__EXCERPTED TEXT__.
Two dimensional integer knapsack problem
Read an integer W and an integer V, which are the maximum allowed weight and volume capacity of a knapsack, respecitively. Read an integer n and then n types of item; each item type has four attributes: weight (integer), volume(integer), profit (integer), and number of items (integer). An item cannot be divided into pieces. Solve the knapsack problem and print total profit of packed items.
Sample input:
215 130
10
12 9 16 4
16 4 5 4
15 12 11 3
7 17 5 2
12 9 16 4
13 2 17 1
19 14 6 5
9 8 1 2
14 8 6 5
18 1 12 3
Sample output:
219
Because we have already discussed the one dimensional 0-1 package, I will give the modified code directly~
#include <iostream>
#include <algorithm>
#include<vector>
using namespace std;
int main()
{
int W, V, n, all = 0,w,v,num,p;
cin >> W >> V >> n;
vector<int> Weight, Volume, Profit;
for (int i = 0; i < n; ++i)

__DIRECTION A__. In the knapsack problem text, what four attributes does each item type have?
__DIRECTION B__. Extract the passage of the knapsack problem text from "Two dimensional integer" up to and including "of packed items.".

__ENTRIES SUPPLIED__.

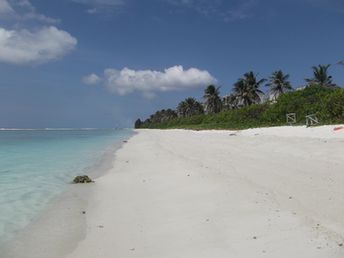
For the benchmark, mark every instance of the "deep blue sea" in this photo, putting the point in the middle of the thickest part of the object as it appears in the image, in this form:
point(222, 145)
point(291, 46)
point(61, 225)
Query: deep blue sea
point(38, 165)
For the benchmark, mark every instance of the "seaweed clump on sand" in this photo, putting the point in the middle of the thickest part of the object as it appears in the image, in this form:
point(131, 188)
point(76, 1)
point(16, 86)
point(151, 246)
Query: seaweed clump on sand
point(82, 180)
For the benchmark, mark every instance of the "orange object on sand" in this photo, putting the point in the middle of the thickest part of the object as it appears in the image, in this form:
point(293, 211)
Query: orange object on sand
point(338, 128)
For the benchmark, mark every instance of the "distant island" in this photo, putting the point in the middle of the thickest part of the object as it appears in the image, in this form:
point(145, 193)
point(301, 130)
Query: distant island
point(248, 106)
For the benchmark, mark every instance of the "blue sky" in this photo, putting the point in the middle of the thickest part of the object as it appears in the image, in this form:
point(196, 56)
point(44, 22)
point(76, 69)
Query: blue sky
point(104, 63)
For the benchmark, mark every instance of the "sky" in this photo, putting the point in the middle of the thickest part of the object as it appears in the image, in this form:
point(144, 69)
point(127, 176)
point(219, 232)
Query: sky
point(105, 63)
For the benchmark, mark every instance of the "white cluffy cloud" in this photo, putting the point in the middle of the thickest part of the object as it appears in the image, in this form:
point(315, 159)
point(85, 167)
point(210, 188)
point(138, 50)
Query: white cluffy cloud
point(148, 82)
point(21, 44)
point(24, 46)
point(91, 79)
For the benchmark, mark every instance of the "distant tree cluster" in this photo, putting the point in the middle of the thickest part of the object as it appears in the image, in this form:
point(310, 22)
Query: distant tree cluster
point(246, 91)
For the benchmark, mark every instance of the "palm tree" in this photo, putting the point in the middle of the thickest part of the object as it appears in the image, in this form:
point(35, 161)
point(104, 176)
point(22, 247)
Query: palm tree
point(212, 99)
point(229, 102)
point(247, 89)
point(279, 84)
point(189, 107)
point(320, 76)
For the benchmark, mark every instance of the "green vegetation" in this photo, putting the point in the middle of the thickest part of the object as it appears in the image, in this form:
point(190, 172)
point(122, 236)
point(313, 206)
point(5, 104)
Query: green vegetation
point(245, 108)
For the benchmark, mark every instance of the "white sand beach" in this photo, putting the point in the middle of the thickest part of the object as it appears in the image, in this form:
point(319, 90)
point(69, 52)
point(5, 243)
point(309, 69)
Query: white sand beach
point(270, 192)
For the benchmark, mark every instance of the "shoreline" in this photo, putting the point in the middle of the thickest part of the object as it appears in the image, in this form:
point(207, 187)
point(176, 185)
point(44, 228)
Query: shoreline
point(251, 193)
point(45, 236)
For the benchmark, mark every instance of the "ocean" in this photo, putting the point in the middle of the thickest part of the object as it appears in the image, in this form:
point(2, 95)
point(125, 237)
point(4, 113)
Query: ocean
point(38, 165)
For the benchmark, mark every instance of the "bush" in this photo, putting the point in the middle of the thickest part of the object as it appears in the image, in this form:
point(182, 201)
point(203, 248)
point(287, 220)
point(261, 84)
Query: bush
point(327, 104)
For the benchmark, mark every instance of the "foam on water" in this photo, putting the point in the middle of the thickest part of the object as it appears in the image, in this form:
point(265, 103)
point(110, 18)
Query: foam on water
point(38, 165)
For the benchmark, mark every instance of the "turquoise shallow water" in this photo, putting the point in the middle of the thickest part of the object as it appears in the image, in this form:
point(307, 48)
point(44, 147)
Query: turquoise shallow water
point(38, 165)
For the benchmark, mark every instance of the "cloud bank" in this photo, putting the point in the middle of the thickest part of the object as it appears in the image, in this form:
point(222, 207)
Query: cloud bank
point(149, 82)
point(24, 46)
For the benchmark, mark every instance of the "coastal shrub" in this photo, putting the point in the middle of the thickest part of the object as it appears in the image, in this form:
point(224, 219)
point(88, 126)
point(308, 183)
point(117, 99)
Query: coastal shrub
point(326, 103)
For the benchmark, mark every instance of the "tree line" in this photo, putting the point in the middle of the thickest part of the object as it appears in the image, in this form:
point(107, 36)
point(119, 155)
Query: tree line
point(246, 92)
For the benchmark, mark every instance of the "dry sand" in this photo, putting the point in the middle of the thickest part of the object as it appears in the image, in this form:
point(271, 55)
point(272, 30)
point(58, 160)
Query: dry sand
point(274, 192)
point(270, 192)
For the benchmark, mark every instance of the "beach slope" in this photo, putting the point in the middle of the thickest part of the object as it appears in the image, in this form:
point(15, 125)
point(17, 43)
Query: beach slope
point(275, 192)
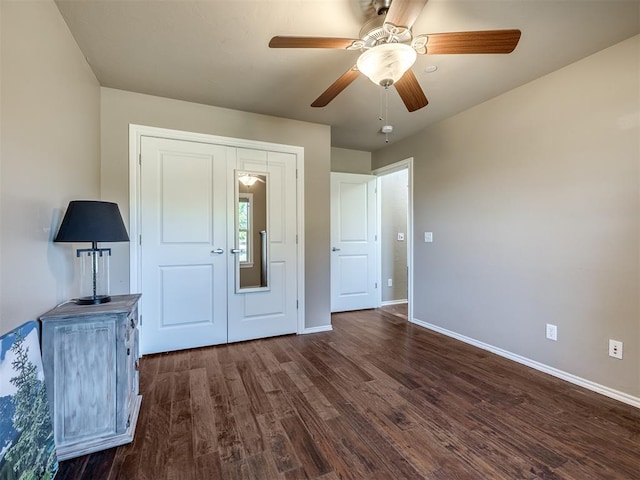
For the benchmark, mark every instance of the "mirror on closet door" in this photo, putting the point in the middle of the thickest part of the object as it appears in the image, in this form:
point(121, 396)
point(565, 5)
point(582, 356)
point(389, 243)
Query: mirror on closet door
point(251, 237)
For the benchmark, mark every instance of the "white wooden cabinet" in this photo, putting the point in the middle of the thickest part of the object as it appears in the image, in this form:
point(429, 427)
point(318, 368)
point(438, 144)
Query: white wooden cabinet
point(90, 358)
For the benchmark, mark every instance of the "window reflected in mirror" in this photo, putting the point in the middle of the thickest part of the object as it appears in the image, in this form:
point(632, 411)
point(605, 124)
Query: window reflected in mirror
point(251, 231)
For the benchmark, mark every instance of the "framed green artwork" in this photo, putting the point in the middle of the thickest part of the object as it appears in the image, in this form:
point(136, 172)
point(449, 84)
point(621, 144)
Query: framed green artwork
point(27, 448)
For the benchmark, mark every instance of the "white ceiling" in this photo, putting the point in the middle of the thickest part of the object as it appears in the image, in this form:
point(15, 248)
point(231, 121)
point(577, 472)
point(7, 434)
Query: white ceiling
point(215, 52)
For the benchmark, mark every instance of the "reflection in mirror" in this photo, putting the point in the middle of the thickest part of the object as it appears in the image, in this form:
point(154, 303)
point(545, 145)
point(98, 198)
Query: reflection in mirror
point(251, 231)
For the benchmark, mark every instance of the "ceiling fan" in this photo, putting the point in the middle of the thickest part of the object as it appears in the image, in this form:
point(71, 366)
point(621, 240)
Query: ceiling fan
point(390, 49)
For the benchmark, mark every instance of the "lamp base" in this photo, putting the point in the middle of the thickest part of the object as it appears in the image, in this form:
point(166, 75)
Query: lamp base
point(98, 299)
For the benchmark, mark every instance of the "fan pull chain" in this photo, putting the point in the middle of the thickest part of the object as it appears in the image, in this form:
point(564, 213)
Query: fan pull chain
point(386, 113)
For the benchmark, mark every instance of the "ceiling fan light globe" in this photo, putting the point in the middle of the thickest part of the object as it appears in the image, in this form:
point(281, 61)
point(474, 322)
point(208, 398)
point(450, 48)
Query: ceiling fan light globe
point(385, 64)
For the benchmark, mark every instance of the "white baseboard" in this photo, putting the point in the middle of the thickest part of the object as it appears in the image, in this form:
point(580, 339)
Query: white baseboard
point(582, 382)
point(321, 328)
point(393, 302)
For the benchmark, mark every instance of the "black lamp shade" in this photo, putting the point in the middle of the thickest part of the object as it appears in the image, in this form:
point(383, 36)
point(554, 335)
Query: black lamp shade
point(92, 221)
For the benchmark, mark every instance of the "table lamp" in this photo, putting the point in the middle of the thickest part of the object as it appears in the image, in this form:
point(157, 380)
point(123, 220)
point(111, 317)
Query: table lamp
point(92, 221)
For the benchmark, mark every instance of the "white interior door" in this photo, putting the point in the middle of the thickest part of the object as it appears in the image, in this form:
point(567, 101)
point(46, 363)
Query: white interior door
point(259, 313)
point(353, 242)
point(183, 226)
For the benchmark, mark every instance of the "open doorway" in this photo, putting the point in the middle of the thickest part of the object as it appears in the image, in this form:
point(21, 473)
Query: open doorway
point(395, 231)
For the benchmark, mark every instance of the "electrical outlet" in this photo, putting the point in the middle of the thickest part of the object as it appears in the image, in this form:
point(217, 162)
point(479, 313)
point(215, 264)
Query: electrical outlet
point(615, 349)
point(552, 332)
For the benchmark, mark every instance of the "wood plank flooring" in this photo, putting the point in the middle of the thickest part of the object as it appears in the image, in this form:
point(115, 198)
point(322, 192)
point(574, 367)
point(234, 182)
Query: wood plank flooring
point(377, 398)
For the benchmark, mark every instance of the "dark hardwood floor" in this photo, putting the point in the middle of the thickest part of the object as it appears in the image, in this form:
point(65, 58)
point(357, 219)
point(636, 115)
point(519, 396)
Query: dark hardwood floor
point(377, 398)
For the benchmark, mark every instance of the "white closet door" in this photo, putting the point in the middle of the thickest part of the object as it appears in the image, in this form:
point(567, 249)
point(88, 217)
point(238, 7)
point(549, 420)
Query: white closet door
point(270, 312)
point(353, 242)
point(184, 244)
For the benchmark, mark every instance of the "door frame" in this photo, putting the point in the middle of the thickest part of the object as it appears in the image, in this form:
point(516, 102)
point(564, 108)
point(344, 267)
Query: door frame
point(406, 164)
point(136, 132)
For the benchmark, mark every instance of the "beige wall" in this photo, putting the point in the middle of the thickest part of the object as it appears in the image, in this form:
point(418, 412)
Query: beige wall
point(350, 161)
point(120, 108)
point(533, 200)
point(49, 155)
point(393, 220)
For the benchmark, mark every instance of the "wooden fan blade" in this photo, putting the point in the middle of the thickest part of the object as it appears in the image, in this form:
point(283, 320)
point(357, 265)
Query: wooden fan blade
point(403, 13)
point(490, 41)
point(310, 42)
point(336, 87)
point(410, 91)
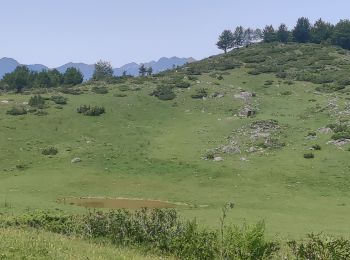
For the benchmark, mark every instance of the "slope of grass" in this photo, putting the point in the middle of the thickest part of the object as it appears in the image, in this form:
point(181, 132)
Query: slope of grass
point(143, 147)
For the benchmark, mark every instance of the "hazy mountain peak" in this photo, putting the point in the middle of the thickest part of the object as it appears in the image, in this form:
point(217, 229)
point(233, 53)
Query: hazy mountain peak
point(8, 65)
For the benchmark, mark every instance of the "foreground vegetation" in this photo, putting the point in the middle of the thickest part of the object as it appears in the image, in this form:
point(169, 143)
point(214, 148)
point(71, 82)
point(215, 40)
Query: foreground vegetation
point(161, 232)
point(28, 243)
point(265, 126)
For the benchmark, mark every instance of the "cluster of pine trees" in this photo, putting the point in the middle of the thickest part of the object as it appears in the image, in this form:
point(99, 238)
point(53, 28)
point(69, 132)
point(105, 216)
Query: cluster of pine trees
point(303, 32)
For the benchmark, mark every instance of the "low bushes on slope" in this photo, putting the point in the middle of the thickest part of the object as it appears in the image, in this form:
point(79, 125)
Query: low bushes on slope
point(158, 231)
point(163, 232)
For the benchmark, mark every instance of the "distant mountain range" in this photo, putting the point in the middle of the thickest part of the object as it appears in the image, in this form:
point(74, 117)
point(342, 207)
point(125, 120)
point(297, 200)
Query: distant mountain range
point(8, 65)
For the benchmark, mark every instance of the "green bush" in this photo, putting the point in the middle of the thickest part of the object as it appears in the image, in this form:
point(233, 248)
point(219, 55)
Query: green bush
point(182, 84)
point(164, 92)
point(286, 93)
point(316, 147)
point(59, 100)
point(248, 243)
point(160, 231)
point(120, 95)
point(91, 111)
point(329, 88)
point(71, 91)
point(41, 113)
point(16, 111)
point(99, 90)
point(341, 135)
point(309, 155)
point(37, 101)
point(50, 151)
point(123, 88)
point(200, 93)
point(321, 247)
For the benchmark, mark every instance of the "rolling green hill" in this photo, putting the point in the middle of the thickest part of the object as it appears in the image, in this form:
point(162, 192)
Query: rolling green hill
point(265, 108)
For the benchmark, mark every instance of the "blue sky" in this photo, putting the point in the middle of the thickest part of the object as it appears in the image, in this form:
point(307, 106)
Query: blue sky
point(53, 32)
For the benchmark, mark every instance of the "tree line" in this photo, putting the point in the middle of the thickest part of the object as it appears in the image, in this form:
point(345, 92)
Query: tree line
point(303, 32)
point(22, 78)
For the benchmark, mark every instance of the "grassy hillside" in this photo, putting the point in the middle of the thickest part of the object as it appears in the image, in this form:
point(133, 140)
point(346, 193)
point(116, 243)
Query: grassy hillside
point(143, 147)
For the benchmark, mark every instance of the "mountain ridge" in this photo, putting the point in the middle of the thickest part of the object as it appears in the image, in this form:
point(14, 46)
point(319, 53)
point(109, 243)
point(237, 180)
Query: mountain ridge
point(8, 65)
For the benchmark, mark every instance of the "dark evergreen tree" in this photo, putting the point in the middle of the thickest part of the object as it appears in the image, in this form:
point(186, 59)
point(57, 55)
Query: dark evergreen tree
point(321, 31)
point(341, 35)
point(238, 36)
point(42, 80)
point(225, 41)
point(142, 70)
point(18, 79)
point(248, 36)
point(103, 71)
point(149, 71)
point(72, 77)
point(282, 34)
point(302, 30)
point(56, 78)
point(269, 34)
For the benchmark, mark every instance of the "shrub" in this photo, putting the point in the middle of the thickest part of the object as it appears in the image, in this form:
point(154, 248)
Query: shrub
point(160, 231)
point(16, 111)
point(316, 147)
point(254, 72)
point(268, 82)
point(312, 133)
point(309, 155)
point(209, 155)
point(164, 92)
point(182, 84)
point(329, 88)
point(192, 78)
point(120, 95)
point(59, 100)
point(50, 151)
point(281, 74)
point(91, 111)
point(71, 91)
point(123, 88)
point(41, 113)
point(99, 90)
point(341, 135)
point(286, 93)
point(200, 93)
point(248, 243)
point(37, 101)
point(321, 247)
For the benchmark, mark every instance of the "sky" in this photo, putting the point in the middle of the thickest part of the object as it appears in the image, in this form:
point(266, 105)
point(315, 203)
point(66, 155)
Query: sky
point(54, 32)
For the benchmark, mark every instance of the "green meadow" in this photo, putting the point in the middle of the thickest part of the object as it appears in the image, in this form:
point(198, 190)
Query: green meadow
point(147, 148)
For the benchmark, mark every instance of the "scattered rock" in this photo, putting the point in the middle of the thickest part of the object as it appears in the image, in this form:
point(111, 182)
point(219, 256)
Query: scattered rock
point(217, 95)
point(244, 95)
point(339, 142)
point(325, 130)
point(75, 160)
point(231, 148)
point(247, 111)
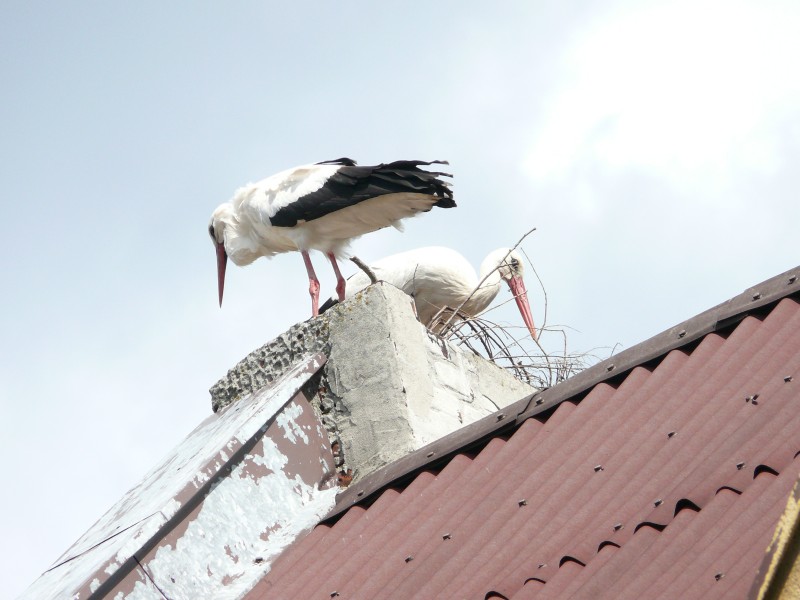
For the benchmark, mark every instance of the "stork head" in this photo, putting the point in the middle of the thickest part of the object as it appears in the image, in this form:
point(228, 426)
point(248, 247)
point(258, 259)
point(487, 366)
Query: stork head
point(216, 229)
point(511, 268)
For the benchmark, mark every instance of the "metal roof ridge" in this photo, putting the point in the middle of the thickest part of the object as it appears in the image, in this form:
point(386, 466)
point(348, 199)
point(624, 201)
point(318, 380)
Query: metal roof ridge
point(717, 318)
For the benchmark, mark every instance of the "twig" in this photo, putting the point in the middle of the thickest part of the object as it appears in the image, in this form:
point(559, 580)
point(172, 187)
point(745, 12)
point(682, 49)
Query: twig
point(480, 283)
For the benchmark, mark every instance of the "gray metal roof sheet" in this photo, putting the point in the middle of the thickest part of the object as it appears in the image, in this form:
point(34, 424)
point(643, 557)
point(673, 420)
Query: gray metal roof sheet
point(209, 519)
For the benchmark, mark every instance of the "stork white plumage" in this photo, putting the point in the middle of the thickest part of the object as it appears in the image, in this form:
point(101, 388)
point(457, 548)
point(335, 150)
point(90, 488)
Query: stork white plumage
point(321, 206)
point(439, 278)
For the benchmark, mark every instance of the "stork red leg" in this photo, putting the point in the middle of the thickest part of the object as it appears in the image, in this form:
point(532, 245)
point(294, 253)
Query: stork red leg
point(313, 284)
point(340, 284)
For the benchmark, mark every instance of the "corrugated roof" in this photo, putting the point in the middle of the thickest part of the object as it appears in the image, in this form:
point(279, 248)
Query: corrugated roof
point(663, 476)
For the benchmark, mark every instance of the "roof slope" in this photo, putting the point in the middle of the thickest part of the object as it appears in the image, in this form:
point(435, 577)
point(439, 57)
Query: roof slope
point(666, 480)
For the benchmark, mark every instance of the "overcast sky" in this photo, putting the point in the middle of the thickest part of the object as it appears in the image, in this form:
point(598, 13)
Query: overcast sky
point(654, 146)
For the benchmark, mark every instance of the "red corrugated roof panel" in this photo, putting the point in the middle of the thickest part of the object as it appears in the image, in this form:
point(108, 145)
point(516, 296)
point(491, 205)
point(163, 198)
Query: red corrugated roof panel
point(665, 481)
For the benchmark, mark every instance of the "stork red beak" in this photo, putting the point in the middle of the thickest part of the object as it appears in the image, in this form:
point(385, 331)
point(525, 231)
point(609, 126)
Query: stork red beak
point(521, 296)
point(222, 262)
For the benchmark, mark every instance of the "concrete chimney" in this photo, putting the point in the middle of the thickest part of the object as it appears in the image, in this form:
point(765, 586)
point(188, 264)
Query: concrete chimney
point(389, 386)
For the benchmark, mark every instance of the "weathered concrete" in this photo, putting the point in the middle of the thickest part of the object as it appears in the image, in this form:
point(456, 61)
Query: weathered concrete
point(389, 386)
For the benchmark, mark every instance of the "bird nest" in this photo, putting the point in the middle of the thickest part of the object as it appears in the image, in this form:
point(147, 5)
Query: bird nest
point(523, 358)
point(512, 348)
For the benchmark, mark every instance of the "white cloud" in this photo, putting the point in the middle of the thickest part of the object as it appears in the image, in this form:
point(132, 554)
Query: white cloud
point(690, 91)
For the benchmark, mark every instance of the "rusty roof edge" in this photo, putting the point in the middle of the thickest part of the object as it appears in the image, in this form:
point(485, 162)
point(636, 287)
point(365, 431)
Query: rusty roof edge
point(778, 574)
point(723, 315)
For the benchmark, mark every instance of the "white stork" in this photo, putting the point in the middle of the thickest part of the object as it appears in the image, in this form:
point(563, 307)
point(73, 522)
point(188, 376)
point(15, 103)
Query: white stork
point(440, 278)
point(321, 207)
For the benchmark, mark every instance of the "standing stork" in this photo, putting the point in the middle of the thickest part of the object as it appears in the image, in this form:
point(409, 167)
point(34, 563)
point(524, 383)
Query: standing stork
point(321, 207)
point(441, 279)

__ANSWER A__. Weight, volume, profit, and number of items.

__ANSWER B__.
Two dimensional integer knapsack problem
Read an integer W and an integer V, which are the maximum allowed weight and volume capacity of a knapsack, respecitively. Read an integer n and then n types of item; each item type has four attributes: weight (integer), volume(integer), profit (integer), and number of items (integer). An item cannot be divided into pieces. Solve the knapsack problem and print total profit of packed items.